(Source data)
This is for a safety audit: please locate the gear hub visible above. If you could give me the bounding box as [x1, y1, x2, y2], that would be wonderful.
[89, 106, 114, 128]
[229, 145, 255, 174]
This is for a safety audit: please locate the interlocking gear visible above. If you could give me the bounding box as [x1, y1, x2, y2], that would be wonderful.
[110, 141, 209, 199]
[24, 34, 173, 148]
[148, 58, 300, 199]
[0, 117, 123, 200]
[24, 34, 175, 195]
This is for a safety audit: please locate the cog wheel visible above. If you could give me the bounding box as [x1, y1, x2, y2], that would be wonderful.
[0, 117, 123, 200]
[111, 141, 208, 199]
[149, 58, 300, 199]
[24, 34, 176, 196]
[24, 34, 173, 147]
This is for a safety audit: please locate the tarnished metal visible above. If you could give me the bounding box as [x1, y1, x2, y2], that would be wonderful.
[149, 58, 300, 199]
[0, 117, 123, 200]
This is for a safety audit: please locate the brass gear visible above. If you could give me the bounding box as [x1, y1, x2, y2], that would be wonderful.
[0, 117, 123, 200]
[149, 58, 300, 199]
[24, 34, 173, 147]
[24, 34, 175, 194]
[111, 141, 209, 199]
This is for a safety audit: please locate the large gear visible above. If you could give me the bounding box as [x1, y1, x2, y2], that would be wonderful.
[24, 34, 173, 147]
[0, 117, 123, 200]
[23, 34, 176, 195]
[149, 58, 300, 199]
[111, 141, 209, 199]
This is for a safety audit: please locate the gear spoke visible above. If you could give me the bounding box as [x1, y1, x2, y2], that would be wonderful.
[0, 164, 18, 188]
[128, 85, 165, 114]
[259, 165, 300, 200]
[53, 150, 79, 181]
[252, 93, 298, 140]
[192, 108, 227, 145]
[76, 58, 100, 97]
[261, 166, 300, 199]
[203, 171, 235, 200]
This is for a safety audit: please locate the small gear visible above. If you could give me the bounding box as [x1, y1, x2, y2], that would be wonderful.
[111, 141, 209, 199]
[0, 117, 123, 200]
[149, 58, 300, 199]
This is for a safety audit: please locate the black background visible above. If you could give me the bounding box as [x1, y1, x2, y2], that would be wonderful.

> Exercise objective
Render the whole set of entries again, exactly as given.

> Answer section
This is for a safety audit: please locate the gear hub visible above. If you could give me the bounding box as [x1, y1, x2, y2], that would be wonderful.
[89, 106, 114, 128]
[229, 145, 255, 174]
This is for a safety audit: please locate the interlocking gear visible above. If you could give me the bounding box as [x1, y1, x2, y2], that would be wonderful.
[110, 141, 209, 199]
[24, 34, 173, 148]
[148, 58, 300, 199]
[0, 117, 123, 200]
[24, 34, 175, 195]
This is for a safety audit: please locate the cog wheel visible above. If you could give me the bounding box as [x1, y1, x2, y2], that would be wonderful.
[0, 117, 123, 200]
[111, 141, 208, 199]
[149, 58, 300, 199]
[24, 34, 176, 196]
[24, 34, 173, 147]
This is for a safety audit: please locate the tarnished metal visible above. If you could give me the bounding box as [x1, y1, x2, y2], that would be wonderful.
[149, 58, 300, 199]
[0, 117, 123, 200]
This is for a safety audit: please locate the brass gear visible above. If you could give me the bounding box as [x1, y1, x2, y2], that would be wonderful.
[0, 117, 123, 200]
[149, 58, 300, 199]
[24, 34, 173, 147]
[24, 34, 175, 194]
[111, 141, 209, 199]
This is for a safety audit: please locate the large gear visible above. If you could give me the bounding box as [x1, y1, x2, y2], that would be wonderful.
[24, 34, 173, 147]
[0, 117, 123, 200]
[23, 34, 176, 195]
[149, 58, 300, 199]
[111, 141, 209, 199]
This is for a safety audit: please locate the gear spoke visible above. If you could give me the bounding box as [x1, y1, x2, y2], that would be wonderful.
[0, 164, 18, 188]
[128, 85, 165, 114]
[259, 165, 300, 200]
[53, 150, 79, 181]
[252, 93, 298, 140]
[192, 108, 227, 145]
[76, 58, 100, 97]
[261, 166, 300, 199]
[203, 171, 235, 200]
This is for a safety audit: please locate the small gear visible above. If you could give me the bounding box as [x1, y1, x2, y2], that would be wonderful.
[111, 141, 209, 199]
[0, 117, 123, 200]
[149, 58, 300, 199]
This is for a safety audit: please locate the black background visible above. If you could give me the bounding box as [x1, y1, x2, y2], that would be wonderful.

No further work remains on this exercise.